PROVIDED INFORMATION ::
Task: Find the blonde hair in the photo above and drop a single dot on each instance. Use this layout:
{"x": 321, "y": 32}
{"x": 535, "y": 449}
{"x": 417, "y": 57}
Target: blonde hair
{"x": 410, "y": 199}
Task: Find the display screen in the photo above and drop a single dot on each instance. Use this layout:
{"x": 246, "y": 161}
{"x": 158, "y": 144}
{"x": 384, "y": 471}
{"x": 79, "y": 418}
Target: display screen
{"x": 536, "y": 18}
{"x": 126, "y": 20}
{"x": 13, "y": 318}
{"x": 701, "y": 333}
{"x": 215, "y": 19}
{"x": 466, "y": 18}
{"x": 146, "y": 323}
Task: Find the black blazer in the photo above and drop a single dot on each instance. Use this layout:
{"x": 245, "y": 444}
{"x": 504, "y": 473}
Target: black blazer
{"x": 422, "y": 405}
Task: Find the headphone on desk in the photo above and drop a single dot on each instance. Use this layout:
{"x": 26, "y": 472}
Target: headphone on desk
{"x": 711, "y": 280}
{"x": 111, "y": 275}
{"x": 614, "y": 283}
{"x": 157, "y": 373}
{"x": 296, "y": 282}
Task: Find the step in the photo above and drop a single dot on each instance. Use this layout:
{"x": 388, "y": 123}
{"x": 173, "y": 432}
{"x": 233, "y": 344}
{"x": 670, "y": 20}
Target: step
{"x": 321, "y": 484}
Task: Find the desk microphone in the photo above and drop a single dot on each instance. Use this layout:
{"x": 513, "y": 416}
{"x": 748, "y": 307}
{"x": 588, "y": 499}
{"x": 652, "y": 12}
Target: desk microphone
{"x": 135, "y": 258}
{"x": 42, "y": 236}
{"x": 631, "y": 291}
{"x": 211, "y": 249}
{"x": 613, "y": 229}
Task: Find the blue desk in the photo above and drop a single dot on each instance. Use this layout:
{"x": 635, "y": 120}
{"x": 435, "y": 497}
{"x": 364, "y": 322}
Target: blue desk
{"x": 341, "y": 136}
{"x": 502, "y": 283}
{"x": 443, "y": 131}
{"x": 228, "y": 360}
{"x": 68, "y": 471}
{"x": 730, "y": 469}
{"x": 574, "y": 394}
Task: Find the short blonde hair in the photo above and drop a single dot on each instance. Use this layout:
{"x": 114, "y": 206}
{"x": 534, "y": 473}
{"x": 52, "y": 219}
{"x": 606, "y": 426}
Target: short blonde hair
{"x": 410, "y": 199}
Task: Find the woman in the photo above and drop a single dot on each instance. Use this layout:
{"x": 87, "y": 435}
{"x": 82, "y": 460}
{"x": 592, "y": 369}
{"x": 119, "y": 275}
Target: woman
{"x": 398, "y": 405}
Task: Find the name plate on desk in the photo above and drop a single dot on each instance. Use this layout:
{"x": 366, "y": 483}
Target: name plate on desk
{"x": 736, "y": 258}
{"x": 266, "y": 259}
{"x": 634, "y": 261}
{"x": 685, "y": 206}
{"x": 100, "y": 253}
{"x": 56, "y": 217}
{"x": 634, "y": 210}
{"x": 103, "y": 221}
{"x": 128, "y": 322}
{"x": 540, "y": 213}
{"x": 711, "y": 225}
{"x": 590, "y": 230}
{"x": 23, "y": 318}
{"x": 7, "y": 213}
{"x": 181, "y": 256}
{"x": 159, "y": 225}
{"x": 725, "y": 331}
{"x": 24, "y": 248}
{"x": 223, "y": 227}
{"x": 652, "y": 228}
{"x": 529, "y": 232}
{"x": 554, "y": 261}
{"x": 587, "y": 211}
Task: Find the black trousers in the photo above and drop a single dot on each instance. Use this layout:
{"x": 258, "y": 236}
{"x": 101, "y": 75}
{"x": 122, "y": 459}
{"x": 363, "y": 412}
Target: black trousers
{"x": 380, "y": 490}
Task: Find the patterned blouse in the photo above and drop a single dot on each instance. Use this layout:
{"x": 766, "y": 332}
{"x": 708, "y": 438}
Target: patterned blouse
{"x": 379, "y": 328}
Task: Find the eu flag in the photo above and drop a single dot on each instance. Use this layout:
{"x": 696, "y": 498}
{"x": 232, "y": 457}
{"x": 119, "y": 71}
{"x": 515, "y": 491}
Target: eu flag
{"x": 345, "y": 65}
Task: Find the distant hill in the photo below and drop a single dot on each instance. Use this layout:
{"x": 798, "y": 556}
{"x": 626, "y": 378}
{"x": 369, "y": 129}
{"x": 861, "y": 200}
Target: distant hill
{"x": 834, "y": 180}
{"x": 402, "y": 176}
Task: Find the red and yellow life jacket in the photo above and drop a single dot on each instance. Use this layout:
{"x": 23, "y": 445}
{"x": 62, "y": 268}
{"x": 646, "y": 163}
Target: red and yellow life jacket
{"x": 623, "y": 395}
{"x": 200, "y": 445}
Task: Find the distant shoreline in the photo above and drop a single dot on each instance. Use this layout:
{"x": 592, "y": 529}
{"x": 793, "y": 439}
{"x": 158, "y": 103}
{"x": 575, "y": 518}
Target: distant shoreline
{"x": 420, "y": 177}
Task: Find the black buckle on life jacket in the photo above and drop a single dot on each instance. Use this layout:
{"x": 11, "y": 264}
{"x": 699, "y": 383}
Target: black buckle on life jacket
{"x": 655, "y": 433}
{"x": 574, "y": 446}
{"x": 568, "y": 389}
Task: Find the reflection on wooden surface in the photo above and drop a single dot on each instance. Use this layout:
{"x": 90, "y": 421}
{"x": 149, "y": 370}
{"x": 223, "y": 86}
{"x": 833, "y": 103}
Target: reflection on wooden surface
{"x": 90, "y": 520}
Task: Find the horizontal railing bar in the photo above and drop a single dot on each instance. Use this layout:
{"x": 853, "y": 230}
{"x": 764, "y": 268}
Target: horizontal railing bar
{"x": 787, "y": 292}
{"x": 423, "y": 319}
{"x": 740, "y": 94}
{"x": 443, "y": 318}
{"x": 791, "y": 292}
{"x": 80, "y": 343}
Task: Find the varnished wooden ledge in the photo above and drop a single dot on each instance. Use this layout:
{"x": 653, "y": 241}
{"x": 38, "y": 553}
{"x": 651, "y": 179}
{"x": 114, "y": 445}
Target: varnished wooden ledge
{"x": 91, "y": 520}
==
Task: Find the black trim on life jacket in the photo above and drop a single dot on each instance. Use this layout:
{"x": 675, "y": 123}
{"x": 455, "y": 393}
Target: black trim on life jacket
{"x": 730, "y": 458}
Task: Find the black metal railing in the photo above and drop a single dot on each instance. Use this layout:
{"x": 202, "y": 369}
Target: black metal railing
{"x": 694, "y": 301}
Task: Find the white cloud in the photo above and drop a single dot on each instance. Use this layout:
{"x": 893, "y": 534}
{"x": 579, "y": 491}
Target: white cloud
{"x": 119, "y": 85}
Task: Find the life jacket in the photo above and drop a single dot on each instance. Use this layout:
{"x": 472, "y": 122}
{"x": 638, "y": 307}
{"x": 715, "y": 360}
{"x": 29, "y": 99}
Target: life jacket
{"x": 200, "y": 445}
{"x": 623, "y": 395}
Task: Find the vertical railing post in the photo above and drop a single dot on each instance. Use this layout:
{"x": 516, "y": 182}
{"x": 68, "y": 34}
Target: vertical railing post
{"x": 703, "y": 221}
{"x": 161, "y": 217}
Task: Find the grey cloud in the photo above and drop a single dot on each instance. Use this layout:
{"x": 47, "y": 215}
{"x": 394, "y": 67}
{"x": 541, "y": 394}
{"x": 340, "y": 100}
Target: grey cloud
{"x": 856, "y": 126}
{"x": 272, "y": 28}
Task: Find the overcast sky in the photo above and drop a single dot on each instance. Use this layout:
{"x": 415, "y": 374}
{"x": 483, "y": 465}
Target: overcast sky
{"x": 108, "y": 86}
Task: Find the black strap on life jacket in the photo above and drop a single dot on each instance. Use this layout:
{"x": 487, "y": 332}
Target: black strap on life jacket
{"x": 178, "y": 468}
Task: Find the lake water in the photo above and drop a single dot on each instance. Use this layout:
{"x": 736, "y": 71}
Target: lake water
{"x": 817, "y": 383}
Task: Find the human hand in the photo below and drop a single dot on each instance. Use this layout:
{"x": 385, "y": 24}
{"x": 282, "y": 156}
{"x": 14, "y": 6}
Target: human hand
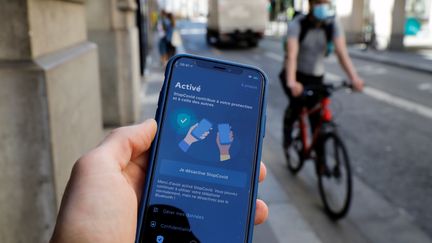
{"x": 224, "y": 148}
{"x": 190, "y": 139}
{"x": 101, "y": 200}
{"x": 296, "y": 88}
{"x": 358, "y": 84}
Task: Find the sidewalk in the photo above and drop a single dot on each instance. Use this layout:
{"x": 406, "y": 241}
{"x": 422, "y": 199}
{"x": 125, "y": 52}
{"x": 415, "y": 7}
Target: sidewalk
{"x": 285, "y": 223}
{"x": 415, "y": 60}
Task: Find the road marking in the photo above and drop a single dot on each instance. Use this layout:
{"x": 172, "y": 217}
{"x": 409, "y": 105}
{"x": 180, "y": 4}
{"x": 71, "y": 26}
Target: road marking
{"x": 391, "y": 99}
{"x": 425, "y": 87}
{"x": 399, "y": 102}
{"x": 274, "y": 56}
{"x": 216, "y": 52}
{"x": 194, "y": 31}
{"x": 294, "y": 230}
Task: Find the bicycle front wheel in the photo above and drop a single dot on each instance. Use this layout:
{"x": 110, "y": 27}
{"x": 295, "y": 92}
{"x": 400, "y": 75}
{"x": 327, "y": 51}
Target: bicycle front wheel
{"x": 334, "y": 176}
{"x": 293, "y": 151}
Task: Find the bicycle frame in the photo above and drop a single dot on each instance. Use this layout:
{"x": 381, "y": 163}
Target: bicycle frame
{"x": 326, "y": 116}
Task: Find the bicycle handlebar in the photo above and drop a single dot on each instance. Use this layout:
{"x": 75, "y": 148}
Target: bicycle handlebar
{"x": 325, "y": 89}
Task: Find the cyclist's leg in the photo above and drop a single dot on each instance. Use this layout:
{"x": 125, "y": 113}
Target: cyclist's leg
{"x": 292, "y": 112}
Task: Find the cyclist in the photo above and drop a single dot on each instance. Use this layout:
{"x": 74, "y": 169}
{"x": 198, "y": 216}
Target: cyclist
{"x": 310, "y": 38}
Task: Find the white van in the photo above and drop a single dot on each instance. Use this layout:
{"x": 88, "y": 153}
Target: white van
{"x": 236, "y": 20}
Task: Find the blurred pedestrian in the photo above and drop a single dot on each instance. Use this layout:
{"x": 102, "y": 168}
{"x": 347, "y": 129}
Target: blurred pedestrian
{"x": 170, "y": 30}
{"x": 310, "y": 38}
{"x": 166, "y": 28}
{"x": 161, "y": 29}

OBJECTIVE :: Count the lines in the data above that contain the string "below" and reply with only that number.

ANSWER TO THE EXERCISE :: 2